Exercise:
The lines below starting at the line containing "column 287, row 628" and ending at the line containing "column 243, row 423" are to be repeated exactly, with both ends kept and nothing else added.

Input data:
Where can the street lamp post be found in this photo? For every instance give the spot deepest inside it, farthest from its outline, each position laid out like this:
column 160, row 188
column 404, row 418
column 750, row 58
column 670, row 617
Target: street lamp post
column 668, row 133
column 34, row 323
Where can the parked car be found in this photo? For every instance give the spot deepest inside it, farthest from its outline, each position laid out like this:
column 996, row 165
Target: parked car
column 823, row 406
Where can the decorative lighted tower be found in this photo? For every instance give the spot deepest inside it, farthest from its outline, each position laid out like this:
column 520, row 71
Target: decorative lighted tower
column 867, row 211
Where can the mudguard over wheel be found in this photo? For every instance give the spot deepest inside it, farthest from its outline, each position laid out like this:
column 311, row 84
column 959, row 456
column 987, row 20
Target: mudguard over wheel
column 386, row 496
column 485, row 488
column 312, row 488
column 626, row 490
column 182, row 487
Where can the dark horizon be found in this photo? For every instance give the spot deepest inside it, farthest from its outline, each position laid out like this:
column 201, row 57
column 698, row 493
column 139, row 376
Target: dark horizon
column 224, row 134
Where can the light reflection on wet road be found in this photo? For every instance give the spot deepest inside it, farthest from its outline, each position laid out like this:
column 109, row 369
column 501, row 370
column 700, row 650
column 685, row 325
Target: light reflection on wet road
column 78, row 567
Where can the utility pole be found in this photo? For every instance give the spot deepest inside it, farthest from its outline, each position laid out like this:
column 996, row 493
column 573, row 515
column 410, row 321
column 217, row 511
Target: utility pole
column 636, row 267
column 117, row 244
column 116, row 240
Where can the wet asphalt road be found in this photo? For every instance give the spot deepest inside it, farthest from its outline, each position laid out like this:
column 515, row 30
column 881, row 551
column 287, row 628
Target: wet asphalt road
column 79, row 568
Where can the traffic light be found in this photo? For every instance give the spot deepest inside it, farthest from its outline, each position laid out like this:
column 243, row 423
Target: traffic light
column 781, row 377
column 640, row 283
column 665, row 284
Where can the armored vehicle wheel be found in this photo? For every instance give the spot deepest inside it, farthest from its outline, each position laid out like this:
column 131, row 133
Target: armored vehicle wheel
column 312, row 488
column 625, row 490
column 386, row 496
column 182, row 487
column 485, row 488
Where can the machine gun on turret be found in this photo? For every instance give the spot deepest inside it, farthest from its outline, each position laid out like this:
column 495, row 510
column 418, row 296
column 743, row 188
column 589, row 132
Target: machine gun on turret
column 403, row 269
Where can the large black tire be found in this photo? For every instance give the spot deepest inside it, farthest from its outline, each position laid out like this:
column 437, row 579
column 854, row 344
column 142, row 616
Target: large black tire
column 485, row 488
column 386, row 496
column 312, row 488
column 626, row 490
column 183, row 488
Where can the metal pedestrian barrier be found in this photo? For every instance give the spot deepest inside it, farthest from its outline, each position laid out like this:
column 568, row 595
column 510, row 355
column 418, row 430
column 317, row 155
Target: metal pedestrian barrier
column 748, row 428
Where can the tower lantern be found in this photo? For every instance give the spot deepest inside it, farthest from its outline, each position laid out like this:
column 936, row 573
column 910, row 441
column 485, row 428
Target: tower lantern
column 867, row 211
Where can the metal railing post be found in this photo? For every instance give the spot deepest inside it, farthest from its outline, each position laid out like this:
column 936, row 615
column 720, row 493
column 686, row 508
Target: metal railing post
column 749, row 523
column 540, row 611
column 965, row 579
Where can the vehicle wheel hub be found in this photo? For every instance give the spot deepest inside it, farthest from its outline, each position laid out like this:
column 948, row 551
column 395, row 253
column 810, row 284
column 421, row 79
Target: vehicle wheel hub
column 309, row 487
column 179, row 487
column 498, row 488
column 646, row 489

Response:
column 287, row 628
Target: wet asphalt road
column 79, row 568
Where can the traffic light be found in this photo? For every instance give the spot deepest inside it, farthest from its outline, each position laid out like this:
column 243, row 423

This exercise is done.